## TÂCHES À RÉALISER
1. D'après le texte sur les générations de logos, en quelle année l'identité visuelle de MTV a-t-elle été conçue ?
2. Veuillez renvoyer tel quel le passage du texte sur les générations de logos qui commence aux mots « I. Un premier » et s'arrête après « une mouvance porteuse ? ».
======== TEXTE FOURNI
En fonction de la maturité d’une marque — c’est à dire s’il s’agit d’une marque naissante, d’une marque installée ou d’une marque en crise — des concepts de logos très différents vont voir le jour. Voici l’histoire de 3 générations de logos !

 

Avant de s’interroger sur les impératifs spécifiques d’une marque lui permettant de se distinguer des autres, il faut se demander à quel moment charnière de la marque nous sommes. C’est la première considération qui doit guider la marque dans la stratégie qu’elle va définir dans son cahier des charges ; cahier des charges qui permettra de créer la signature graphique appropriée. J’insiste sur l’idée de signature pour un logo. En effet, en aucun cas, un logo ne peut se substituer à une campagne de communication pour exprimer pleinement l’esprit d’une entité ou d’une marque.

S’agit-il d’un premier logo, de l’évolution d’un logo existant ou d’un nouveau logo ?

 

I. Un premier logo pour une marque naissante

Quelle stratégie de lancement ?

Le premier logo va signer l’identité d’une entité, selon l’histoire de sa naissance, son secteur, sa cible et la culture dans laquelle elle voit le jour aussi, etc. Tenant compte des multiples facteurs qui constituent sa raison d’être, elle devra répondre à la question :

  1. A-t-elle l’ambition de se démarquer nettement ?
  2. A-t-elle besoin de s’inscrire dans une mouvance porteuse ?
  3. Cherche-t-elle à s’associer à une marque déjà reconnue ?
  4. A-t-elle simplement besoin de créer une base fédératrice pour des besoins internes de cohérence, sans volonté de communiquer à l’extérieur ?

 

1. L’ambition de se démarquer nettement

Pour se lancer, une marque peut avoir besoin de faire valoir sa différence. Il faut alors définir pourquoi il est nécessaire qu’elle se démarque : propose-t-elle un nouveau produit qui n’a aucun référentiel, souhaite-t-elle se positionner en rupture d’un marché ultra-codifié (il faut alors déterminer quels codes ne surtout pas suivre), cherche-t-elle à faire valoir son excellence, sa fantaisie, son innovation, etc. ?

 

disruptive logos

MTV — première chaîne musicale ­­— à l’identité visuelle liquide conçu en 1981 par Manahattan une agence de novices. Red — la marque lowcost de SFR de téléphonie 100% en ligne — au logo vert fait un contresens total avec son nom. Desigual — la marque de prêt-à-porter décalé — invente le premier logo entièrement inversé et promet un nouveau regard.

 

 

2. Au contraire, le besoin de s’inscrire dans une mouvance porteuse

Pour des raisons stratégiques, une marque peut s’inscrire dans une mouvance porteuse et donc être incarnée par des codes identifiés reconnus par sa cible : ses prix ultra-compétitifs, son caractère durable, son secteur d’activité, son origine géographique ou culturelle, etc.

 

3. Associer son image à celle d’une marque déjà reconnue

Une nouvelle entité peut vouloir s’inscrire comme dérivée d’une autre entité (dans le cas d’une sous-marque) ou dans une série de marques (pour le nom d’un produit au sein d’une gamme).
================
======== LES DONNÉES
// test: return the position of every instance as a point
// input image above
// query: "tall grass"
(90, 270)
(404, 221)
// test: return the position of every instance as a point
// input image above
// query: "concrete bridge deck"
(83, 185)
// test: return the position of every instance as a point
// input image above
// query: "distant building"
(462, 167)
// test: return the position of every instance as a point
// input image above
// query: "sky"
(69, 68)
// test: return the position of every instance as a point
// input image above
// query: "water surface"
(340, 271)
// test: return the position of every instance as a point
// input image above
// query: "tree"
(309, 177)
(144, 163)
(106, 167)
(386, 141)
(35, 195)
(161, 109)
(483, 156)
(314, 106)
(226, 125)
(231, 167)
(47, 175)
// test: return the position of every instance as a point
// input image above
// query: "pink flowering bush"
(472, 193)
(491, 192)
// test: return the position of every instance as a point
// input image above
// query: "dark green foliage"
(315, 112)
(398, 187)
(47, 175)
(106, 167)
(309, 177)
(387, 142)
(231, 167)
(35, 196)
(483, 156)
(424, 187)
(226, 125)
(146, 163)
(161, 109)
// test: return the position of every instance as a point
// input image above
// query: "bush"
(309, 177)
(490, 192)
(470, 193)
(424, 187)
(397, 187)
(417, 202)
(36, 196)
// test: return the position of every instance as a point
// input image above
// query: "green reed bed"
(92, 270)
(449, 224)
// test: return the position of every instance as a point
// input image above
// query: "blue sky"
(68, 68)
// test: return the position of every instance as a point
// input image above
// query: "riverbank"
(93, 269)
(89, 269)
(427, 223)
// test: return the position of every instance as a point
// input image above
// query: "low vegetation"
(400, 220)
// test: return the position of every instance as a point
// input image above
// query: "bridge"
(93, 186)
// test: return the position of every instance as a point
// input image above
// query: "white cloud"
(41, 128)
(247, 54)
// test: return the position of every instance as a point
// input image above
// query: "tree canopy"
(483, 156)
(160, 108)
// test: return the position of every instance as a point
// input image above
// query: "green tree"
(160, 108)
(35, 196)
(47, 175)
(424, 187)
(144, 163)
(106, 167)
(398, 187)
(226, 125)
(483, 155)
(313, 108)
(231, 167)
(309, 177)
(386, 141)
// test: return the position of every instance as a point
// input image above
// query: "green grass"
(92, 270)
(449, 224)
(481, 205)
================
## RÉPONSES NUMÉROTÉES
1. En 1981.

2.
I. Un premier logo pour une marque naissante

Quelle stratégie de lancement ?

Le premier logo va signer l’identité d’une entité, selon l’histoire de sa naissance, son secteur, sa cible et la culture dans laquelle elle voit le jour aussi, etc. Tenant compte des multiples facteurs qui constituent sa raison d’être, elle devra répondre à la question :

  1. A-t-elle l’ambition de se démarquer nettement ?
  2. A-t-elle besoin de s’inscrire dans une mouvance porteuse ?